_TASK DIRECTIONS_:
Edit the listing below so that "one dot per instance" becomes "a single dot for each instance" throughout, with every other line left unchanged. Leave the pictures out of your answer.

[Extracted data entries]
== == ==

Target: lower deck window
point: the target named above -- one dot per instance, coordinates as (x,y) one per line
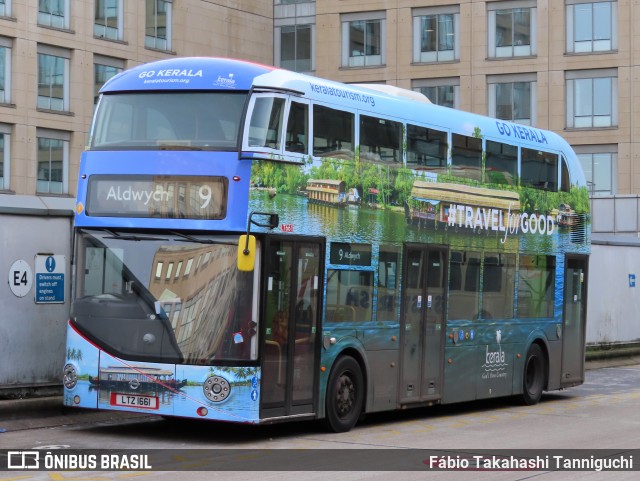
(349,296)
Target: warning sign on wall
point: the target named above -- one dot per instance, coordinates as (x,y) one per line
(50,274)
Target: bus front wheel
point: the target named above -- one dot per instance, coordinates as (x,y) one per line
(534,375)
(345,395)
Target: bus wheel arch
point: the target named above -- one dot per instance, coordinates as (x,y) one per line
(346,393)
(535,373)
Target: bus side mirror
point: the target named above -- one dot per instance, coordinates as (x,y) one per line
(246,253)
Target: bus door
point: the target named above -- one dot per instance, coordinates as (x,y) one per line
(292,286)
(574,318)
(422,322)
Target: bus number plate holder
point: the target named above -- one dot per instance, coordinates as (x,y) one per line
(134,400)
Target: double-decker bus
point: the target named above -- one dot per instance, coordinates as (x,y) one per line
(255,245)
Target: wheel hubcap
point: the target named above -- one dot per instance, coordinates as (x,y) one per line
(345,395)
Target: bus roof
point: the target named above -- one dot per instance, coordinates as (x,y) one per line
(217,73)
(191,73)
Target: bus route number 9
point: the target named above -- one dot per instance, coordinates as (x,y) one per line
(205,195)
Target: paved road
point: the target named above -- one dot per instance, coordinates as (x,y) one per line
(601,414)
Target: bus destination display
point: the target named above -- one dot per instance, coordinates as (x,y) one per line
(170,197)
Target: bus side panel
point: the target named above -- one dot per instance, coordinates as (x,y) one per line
(555,359)
(82,360)
(459,382)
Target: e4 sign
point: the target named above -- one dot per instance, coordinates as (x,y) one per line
(20,278)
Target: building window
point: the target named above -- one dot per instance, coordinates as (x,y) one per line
(600,165)
(363,39)
(5,150)
(435,31)
(512,29)
(53,78)
(53,162)
(592,26)
(592,98)
(104,69)
(294,47)
(5,8)
(5,70)
(158,24)
(108,21)
(513,98)
(445,92)
(53,13)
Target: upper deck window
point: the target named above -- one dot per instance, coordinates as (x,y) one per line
(161,120)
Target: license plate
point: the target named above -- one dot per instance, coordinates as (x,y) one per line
(134,400)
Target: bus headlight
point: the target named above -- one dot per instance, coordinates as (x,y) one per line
(69,376)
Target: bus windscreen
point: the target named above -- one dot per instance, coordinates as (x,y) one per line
(162,120)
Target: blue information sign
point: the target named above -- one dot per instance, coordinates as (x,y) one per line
(49,279)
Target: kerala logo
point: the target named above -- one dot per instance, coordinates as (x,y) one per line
(228,82)
(495,364)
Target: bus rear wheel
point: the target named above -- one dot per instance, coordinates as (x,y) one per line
(345,395)
(534,375)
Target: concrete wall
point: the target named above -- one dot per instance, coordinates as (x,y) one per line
(613,306)
(32,335)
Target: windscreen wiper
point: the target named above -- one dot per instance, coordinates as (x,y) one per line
(190,238)
(116,235)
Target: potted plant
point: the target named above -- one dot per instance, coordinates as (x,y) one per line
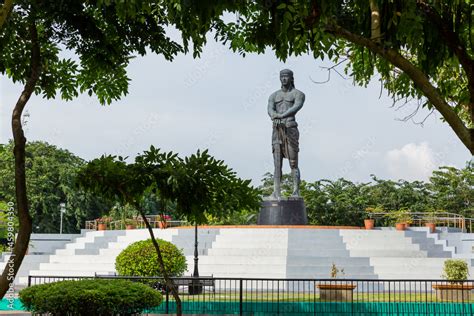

== == ==

_REPLY TO THE EXERCISE_:
Target: lower deck window
point: the target named above -- a single dot for each instance, coordinates as (x,y) one per line
(349,296)
Target: warning sign on wall
point: the target named above -- a single dot for each instance, coordinates as (x,y) one per line
(50,274)
Target: bus front wheel
point: the target named above -- a single dot for each instance, coordinates as (x,y) one per line
(534,375)
(345,395)
Target: bus wheel arch
point: the target named above -- a single dot for each instance, coordinates as (x,y) one per line
(346,393)
(535,373)
Target: bus side mirror
point: the target named above -- a single dot for each instance, coordinates as (x,y) one per line
(246,253)
Target: bus door
point: the target named above -- a single dot for each instance, coordinates as (x,y) one per line
(292,286)
(574,318)
(422,322)
Target: bus number plate holder
point: the target named above -- a single dot for each instance, coordinates as (x,y) one per line
(134,400)
Target: double-decker bus
point: the target named above -- a single dot for each instance, coordinates as (x,y) one per line
(255,245)
Target: wheel hubcap
point: the target named above -- a single dot for each instance, coordinates as (x,y) one per line
(345,395)
Target: bus roof
point: the target named above -- a single dot for each instance, coordinates as (x,y) one per line
(217,73)
(191,73)
Target: bus route number 9
point: the target named above -- a single dot for each instance, coordinates as (x,y) one per line
(205,195)
Target: paved road
point: the target named above -- a single dot for each instance, coordinates as (x,y) one per line
(601,414)
Target: bus destination display
point: the target named above -- a single dot for each instance, coordinates as (x,y) one per line
(170,197)
Target: bus side panel
point: the target named above -- a single dot for each instance, coordinates as (x,y) one per line
(555,359)
(82,360)
(459,382)
Target: e4 sign
point: the target named above -- a single dot for each instance, coordinates as (x,y) one per line
(20,278)
Target: building window
point: the target named above -- a single dot for each instance, coordinates as (x,y) one per line
(600,165)
(363,39)
(5,150)
(435,31)
(512,29)
(53,78)
(53,162)
(592,26)
(592,98)
(104,69)
(294,47)
(5,8)
(5,70)
(158,24)
(108,21)
(513,98)
(445,92)
(53,13)
Target: upper deck window
point: the target named above -- a single dot for each instance, coordinates as (x,y) one per line
(161,120)
Target: license plate
point: the target named above -- a single dot for each instance, coordinates as (x,y) one per line
(134,400)
Target: bus headlight
point: the target named above -- a single dot for each instance, coordinates as (x,y) one per line
(69,376)
Target: bus windscreen
point: the target named above -- a single dot for each instance, coordinates as (x,y) one per line
(162,120)
Target: blue information sign
point: the target named above -- a single dot for each instance, coordinates as (x,y) one per line
(49,279)
Target: kerala logo
point: the target named above -- a single dot for each instance, coordinates as (x,y) one per line
(228,82)
(495,364)
Target: bus rear wheel
point: the target named above -- a single dot for each instance, coordinates as (x,y) one per line
(345,395)
(534,375)
Target: concrete wall
point: the target named above -- a single dot for each instance, coordinates as (x,y) one per line
(613,306)
(32,335)
Target: windscreen wiper
point: the target named above -- a single dot for each instance, coordinates as (x,y) one per line
(190,238)
(116,235)
Target: potted plant
point: the target named above -- a single dot for each instance, coordinates as (x,y) one per line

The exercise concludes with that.